» **RECORDS**

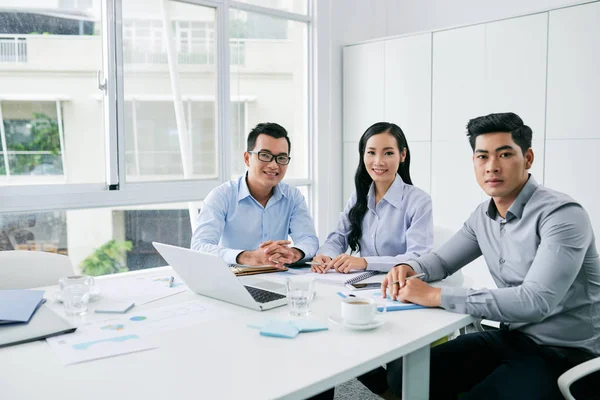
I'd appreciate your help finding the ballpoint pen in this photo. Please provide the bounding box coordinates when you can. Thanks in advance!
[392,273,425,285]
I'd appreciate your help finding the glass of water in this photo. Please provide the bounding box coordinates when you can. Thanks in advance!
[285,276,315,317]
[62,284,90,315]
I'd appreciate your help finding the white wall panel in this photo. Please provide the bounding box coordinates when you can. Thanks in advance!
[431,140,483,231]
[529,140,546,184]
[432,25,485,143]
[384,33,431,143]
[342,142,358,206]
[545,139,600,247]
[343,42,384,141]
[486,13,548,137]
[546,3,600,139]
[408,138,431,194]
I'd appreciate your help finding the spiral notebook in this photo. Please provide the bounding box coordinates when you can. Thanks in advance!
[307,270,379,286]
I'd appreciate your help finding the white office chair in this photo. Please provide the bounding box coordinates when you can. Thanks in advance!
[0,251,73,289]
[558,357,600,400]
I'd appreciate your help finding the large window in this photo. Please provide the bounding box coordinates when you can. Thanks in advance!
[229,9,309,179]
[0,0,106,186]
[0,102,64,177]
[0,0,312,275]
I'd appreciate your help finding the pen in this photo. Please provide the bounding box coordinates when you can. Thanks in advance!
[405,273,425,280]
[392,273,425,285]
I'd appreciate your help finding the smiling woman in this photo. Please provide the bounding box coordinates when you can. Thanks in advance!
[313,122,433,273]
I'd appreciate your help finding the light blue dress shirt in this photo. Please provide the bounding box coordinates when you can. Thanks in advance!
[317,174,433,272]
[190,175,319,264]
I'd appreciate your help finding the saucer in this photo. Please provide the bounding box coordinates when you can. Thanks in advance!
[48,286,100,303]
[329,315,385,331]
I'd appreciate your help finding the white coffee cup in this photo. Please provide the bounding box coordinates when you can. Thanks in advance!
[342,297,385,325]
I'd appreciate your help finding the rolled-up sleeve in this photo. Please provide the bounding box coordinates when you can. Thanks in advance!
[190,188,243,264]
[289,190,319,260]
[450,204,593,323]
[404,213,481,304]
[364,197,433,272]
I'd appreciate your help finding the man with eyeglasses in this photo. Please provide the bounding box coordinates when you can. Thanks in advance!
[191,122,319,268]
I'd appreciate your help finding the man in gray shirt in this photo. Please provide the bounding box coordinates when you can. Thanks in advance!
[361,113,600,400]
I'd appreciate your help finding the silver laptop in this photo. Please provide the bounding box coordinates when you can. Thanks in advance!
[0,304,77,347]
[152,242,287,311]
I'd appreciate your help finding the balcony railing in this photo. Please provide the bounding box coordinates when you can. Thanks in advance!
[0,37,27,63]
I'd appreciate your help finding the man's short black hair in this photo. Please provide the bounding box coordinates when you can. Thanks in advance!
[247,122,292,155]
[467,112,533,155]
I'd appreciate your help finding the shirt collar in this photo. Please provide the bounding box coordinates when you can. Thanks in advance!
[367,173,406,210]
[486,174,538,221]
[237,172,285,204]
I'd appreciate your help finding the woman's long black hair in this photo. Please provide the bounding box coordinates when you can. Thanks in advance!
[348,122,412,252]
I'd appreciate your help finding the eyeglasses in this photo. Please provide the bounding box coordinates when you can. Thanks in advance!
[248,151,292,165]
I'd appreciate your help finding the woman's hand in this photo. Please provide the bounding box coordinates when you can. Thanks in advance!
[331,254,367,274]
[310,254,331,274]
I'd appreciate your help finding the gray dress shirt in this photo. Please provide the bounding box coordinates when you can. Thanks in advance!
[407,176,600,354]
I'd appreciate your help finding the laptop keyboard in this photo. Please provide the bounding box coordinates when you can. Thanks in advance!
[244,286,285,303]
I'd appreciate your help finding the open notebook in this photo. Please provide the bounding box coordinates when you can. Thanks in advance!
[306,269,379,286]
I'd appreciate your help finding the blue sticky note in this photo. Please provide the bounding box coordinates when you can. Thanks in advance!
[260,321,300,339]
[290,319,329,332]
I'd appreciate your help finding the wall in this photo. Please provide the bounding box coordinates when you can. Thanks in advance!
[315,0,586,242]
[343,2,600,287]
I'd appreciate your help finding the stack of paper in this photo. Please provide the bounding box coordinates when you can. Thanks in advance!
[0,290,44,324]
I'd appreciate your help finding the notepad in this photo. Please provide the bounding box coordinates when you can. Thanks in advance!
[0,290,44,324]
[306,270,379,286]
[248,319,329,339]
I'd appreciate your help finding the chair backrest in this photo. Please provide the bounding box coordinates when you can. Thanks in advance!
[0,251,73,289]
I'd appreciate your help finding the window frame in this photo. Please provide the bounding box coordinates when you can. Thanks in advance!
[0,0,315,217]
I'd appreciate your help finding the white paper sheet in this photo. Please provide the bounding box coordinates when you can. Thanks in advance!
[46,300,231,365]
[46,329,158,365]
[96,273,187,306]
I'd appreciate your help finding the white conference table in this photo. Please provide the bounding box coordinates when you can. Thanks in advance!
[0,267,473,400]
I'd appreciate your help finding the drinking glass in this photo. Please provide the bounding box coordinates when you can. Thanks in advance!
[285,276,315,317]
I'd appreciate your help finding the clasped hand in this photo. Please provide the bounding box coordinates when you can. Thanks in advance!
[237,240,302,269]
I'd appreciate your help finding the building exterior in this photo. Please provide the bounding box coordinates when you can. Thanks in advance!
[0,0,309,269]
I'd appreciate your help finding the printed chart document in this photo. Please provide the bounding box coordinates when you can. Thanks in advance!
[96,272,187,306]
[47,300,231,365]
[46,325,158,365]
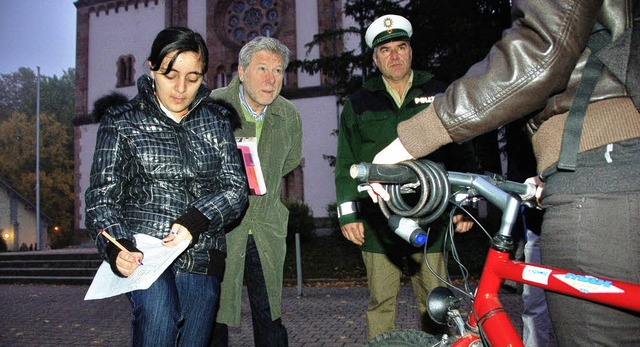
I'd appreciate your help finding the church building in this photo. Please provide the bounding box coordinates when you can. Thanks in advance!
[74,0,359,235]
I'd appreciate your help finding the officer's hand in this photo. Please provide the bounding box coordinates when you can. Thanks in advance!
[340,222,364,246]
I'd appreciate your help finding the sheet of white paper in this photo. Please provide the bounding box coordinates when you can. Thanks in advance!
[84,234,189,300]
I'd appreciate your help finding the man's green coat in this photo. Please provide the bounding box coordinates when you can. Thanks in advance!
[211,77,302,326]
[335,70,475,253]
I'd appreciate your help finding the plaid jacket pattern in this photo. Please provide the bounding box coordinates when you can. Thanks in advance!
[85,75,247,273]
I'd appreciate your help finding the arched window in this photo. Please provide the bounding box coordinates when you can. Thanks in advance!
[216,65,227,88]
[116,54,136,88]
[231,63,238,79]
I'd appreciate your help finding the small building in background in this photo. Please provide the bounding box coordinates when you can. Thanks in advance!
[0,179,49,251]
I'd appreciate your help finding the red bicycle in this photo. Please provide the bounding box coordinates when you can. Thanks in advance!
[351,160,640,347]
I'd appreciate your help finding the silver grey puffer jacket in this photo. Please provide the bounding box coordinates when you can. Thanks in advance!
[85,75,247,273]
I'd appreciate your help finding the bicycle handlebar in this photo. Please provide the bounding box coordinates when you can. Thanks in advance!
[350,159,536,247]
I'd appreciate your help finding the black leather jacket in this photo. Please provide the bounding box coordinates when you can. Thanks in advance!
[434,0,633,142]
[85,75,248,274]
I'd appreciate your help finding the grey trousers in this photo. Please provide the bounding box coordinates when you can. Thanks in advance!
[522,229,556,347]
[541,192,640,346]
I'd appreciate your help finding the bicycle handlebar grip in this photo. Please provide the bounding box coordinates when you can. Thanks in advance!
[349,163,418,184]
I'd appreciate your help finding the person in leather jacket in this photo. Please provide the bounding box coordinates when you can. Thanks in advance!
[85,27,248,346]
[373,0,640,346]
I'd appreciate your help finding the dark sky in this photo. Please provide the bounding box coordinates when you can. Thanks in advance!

» **EXERCISE**
Please transcribe every line above word for word, leaving out the pictures.

» **OUTPUT BELOW**
I'd appreciate your help finding the ballpoint pen in this photo. Please provide the bounding box coordinates when you can. Thanks in advance!
[392,273,425,285]
I'd appreciate your help finding the glass of water in this photo. Please provide the bounding box coordinates when you can. Thanks in advance!
[285,276,315,317]
[62,284,90,315]
I'd appreciate your help finding the white wall panel in this photo. Please provide the bounding box coordinates when you can. Thanks in advance!
[431,140,483,231]
[529,140,546,184]
[432,25,485,143]
[384,33,431,143]
[342,142,358,206]
[545,139,600,247]
[343,42,384,141]
[486,13,548,137]
[546,3,600,139]
[408,138,431,194]
I'd appreciate your help finding the spiral notebook in this photo. Please provide the bounding box coordinates when you can. Thanks in advance!
[307,270,379,286]
I'd appreciate your help finding the white office chair in this photo. Please provide the bounding box coordinates when you can. Thanks in advance!
[0,251,73,289]
[558,357,600,400]
I'd appreciate your help finding the large window in this photo. Please provide the bounding box coordinates when you can. Thanks in advance!
[229,9,309,179]
[0,0,106,186]
[0,102,64,177]
[0,0,312,275]
I'd appreciate your help finding the pen in this photo. Please provide the bounding box coordinates when you can. Thanks in advance!
[405,273,425,280]
[392,273,425,285]
I'd appreciate your help finding the smiling woman in this photo. Please provide the bounding box coordinates when you can. Thanks in advance!
[313,122,433,273]
I'd appreciate your help finding the light blue dress shirt in this photo. Please provide the bounding box coordinates when you can. Thanks in advance!
[317,174,433,272]
[190,175,319,264]
I'd appreciate your help finding the saucer in this photo. Please provide the bounding box coordinates when you can. Thanks in advance!
[48,286,100,303]
[329,315,385,331]
I'd appreciate your help finding the white coffee cup in this photo. Please provide the bounding box coordinates when you can. Thanks in advance!
[342,297,385,325]
I'd appreciate your help finding the rolled-up sleeve in this photo. Please provide the bounding box coordinates when you can. Thanks in advance!
[190,188,243,264]
[289,190,319,260]
[450,204,593,323]
[404,213,481,304]
[364,197,433,272]
I'd appreciate your help finding the man with eyeglasses in this photo. Please provide the bounding box coordinates when you can. Thanks in advance!
[191,122,319,268]
I'd appreciate your help finding the man in gray shirt in this photo. Please provide the bounding box coordinates when you can. Thanks in advance!
[361,113,600,400]
I'd appreciate your help finding the silver laptop in this photo. Please provide the bounding box coordinates when you can. Thanks in advance!
[0,304,77,347]
[152,242,287,311]
I'd appreciate your help finding the balcony railing in this photo. Please provide the bounding box coordinates when you can. Thanks in advance!
[0,37,27,63]
I'd appreciate your help finding the man's short black hair in this photo. Please provide the bounding box coordinates when you can. Thanks in advance!
[247,122,292,155]
[467,112,533,155]
I'd appreciate your help finding the shirt collar in this photo. Please provide the bounding box coordinates when you can. Thanks in advance!
[367,173,406,210]
[486,174,538,221]
[237,172,285,204]
I'd appreciate your help finding the woman's long black hair in this photo. Please provide the bounding box coordinates when you can. Thanks in advance!
[348,122,412,252]
I'd appreciate your help finding the eyeglasses in this photo. Please provide the bounding box coordinates when you can. Thanks in advance!
[248,151,292,165]
I'd appreciate your help finding the woman's hand in this photo. Please provide the bounding box coordinates when you can. Thanks in advance!
[331,254,367,274]
[310,254,331,274]
I'd appreciate your help finding the gray dress shirt in this photo. Please provide the bounding box coordinates when you can. Thanks in advance!
[407,176,600,354]
I'd appreciate your help finding the laptop keyboard in this photo. Please provide the bounding box coordinates when you can. Thanks in advance!
[244,286,285,303]
I'd appreciate your help finding the open notebook in this photo. Please provide the bounding box coordinates when you can. Thanks in advance!
[306,269,379,286]
I'd appreciate your help finding the blue sticky note in this photo. Please provide the bounding box coordinates when you can. Thanks in advance!
[260,321,300,339]
[290,319,329,332]
I'd appreciate your help finding the wall in this photo. Please provide the bounding box coordinates when you can. Thanks in advance!
[315,0,586,242]
[343,2,600,287]
I'd appreciate your help finding the stack of paper in this photo. Please provide the bounding box coordinates when you can. Thanks in advance!
[0,290,44,324]
I'd appreciate your help finding the notepad in this photo. Please provide the bounding box coordinates when you can. Thanks in advance!
[0,290,44,324]
[306,270,379,286]
[248,319,329,339]
I'd appreciate your help finding the chair backrest in this photo. Please provide the bounding box coordinates when you can. Thanks in advance!
[0,251,73,289]
I'd appreciate your help finding the window frame in this photo. Please provide the bounding box coordinates when you can. Thanks in advance!
[0,0,315,217]
I'd appreciate your help finding the white paper sheet in this photo. Please provide the bounding box coordinates when you can. Thanks in advance!
[46,300,231,365]
[46,329,158,365]
[96,273,187,306]
I'd appreciate your help finding the white conference table in this photo. Please provide the bounding box coordinates when you can. Thanks in advance!
[0,267,473,400]
I'd appreciate your help finding the drinking glass in this photo. Please provide the bounding box coordinates when you can. Thanks in advance!
[285,276,315,317]
I'd appreciate your help finding the clasped hand in this photo. Please provide the bounding box coordinates when you can. Thanks in advance!
[237,240,302,269]
I'd appreciate your help finding the building exterior in this photo. Please provide the bounding box coordinates when you can. Thanks in advance!
[0,0,309,269]
I'd appreciate your help finding the printed chart document in this photo. Please provide the bounding box coordinates when you can. Thanks in advance!
[96,272,187,306]
[47,300,231,365]
[46,325,158,365]
I'd appreciate your help finding the church building in this photo. Please provide the bounding box coordinates when you can. Thanks in advance!
[74,0,359,235]
I'd appreciate your help finding the officer's hand in this photo. Please provide the bounding box coordinates when you can. Thanks in advance!
[340,222,364,246]
I'd appreciate your help finding the sheet of white paper in this photo. Please provide the bounding box coordinates when you can. Thanks in advance!
[84,234,189,300]
I'd appreciate your help finding the man's green coat in this photo. Please provide the bounding box coordinates when you can. Thanks in advance!
[211,77,302,326]
[335,70,475,253]
I'd appreciate your help finding the plaid jacket pattern in this photo. Please provide the bounding box coordinates when you can. Thanks in advance!
[85,75,247,273]
I'd appreciate your help finding the arched window in this photo. Please provide the bounding box coordinates when you can. Thanks in advance!
[216,65,227,88]
[116,54,136,88]
[231,63,238,79]
I'd appreciate your help finding the small building in background in this photo. Please provide the bounding box coordinates when you can. Thanks in advance!
[0,179,49,251]
I'd appreciate your help finding the red bicycle in this photo. Please provide the bounding box coordinates when you can. Thanks in advance!
[351,160,640,347]
I'd appreciate your help finding the silver grey puffer jacket in this photo. Please provide the bounding box coordinates when you can. Thanks in advance!
[85,75,247,273]
I'd appreciate your help finding the bicycle handlebar in this photo. Please provide the bounding box coordinates when you can. Thanks in advance!
[350,159,536,247]
I'd appreciate your help finding the black leather jacket in this photo. Please provide the bounding box coordinates when you can. Thanks in advance!
[434,0,633,142]
[85,75,248,274]
I'd appreciate your help finding the grey trousers in this photo. Please provide the bounding box coordinates when you can. Thanks in advance!
[522,229,556,347]
[541,192,640,346]
I'd appreciate your help finding the bicycle handlebar grip in this photo. Please provide the bounding box coordinates when you can. Thanks in advance!
[349,163,418,184]
I'd appreciate your help finding the person in leather jacket in this photo. Please provide the bounding box coordinates when you can. Thanks in advance!
[85,27,248,346]
[373,0,640,346]
I'd appreciate your help finding the dark sky in this photo. Please provide the bounding box coordinates when you can. Thanks in advance!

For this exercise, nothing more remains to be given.